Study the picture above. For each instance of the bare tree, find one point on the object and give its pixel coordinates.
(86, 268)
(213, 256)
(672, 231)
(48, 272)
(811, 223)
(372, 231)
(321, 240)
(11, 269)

WRITTEN TASK: Can you reproduce all of the lines above word for word, changing nothing?

THE REPLY:
Study the picture above. For each instance of the bare tree, find one point on the object and give its pixel coordinates.
(86, 268)
(213, 256)
(672, 231)
(48, 272)
(811, 223)
(372, 231)
(321, 240)
(11, 269)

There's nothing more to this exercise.